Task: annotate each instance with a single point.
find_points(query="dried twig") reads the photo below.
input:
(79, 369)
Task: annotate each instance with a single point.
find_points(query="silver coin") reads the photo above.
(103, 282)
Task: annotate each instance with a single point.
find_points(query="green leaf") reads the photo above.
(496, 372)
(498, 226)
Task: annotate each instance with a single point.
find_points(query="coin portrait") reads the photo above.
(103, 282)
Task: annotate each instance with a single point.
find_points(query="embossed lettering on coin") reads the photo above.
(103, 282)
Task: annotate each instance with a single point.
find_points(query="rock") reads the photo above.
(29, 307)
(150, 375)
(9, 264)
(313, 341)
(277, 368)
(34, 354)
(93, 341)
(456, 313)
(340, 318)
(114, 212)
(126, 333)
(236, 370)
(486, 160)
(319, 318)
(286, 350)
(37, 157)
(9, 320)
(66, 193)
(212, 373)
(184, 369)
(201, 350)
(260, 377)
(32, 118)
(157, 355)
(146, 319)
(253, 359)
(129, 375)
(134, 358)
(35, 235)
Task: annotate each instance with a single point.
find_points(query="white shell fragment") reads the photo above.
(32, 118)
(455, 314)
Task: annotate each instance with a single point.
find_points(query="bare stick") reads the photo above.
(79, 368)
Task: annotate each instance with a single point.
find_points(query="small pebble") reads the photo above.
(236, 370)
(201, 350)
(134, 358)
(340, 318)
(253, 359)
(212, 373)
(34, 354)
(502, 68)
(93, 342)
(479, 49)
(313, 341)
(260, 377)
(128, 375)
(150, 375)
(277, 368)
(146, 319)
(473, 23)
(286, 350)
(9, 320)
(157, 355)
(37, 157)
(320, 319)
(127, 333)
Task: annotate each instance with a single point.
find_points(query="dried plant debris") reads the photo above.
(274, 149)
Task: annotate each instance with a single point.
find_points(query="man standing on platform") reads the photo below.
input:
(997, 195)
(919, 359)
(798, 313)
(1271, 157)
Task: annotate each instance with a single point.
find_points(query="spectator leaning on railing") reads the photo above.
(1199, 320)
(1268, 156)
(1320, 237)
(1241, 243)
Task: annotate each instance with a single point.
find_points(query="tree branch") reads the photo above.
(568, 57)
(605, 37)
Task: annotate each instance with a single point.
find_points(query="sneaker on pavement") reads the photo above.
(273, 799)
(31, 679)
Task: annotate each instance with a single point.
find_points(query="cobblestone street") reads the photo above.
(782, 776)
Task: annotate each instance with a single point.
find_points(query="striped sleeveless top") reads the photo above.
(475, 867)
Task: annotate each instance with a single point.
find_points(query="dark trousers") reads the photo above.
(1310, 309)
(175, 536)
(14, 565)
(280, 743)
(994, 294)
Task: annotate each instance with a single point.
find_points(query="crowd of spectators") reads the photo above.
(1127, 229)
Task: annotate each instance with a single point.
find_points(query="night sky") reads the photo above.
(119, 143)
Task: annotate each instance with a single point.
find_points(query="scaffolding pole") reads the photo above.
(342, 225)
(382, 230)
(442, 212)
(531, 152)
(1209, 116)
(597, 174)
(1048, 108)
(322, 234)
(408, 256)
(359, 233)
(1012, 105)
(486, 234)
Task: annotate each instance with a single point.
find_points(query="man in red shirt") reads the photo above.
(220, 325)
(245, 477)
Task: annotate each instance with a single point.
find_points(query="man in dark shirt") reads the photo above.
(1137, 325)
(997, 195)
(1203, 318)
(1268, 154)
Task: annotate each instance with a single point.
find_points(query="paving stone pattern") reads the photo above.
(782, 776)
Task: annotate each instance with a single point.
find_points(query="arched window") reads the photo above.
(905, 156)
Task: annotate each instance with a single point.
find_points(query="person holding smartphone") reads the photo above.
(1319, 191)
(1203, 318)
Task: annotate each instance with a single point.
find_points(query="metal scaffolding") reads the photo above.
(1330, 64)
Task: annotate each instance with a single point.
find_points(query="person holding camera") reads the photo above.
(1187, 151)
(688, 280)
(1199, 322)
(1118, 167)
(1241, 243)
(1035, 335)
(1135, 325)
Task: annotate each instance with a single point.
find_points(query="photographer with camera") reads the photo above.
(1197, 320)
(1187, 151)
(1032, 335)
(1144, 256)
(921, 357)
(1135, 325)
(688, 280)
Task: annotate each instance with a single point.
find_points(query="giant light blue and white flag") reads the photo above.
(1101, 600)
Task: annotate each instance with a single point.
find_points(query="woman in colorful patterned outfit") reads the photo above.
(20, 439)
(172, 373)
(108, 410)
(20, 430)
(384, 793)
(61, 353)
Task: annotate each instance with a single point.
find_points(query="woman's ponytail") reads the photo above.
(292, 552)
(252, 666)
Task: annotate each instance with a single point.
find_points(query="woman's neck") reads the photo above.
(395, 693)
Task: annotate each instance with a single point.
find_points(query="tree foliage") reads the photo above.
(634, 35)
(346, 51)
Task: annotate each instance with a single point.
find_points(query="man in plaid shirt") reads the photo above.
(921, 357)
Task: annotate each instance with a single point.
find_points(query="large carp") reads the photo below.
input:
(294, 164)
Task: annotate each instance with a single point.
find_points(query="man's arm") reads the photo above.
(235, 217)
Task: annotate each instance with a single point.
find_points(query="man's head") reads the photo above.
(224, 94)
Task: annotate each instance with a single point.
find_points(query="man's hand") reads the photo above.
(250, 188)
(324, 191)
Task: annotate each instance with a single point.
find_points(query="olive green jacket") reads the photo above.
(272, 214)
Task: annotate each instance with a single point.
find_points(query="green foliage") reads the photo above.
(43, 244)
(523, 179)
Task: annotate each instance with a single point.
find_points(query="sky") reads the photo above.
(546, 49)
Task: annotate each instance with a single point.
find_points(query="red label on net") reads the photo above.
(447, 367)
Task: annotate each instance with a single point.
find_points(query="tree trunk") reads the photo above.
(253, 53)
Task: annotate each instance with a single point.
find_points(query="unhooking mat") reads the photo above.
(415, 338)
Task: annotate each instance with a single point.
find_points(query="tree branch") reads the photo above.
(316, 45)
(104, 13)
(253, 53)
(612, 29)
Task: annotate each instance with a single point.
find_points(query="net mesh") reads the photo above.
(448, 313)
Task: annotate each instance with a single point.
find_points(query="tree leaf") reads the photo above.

-- EXERCISE BRIEF --
Check each line of the listing above. Copy the ones with the word "below".

-- EXERCISE SOLUTION --
find_points(query="dried twig") reads the photo below.
find_points(query="man standing on platform") reads the photo below.
find_points(query="large carp") reads the photo below.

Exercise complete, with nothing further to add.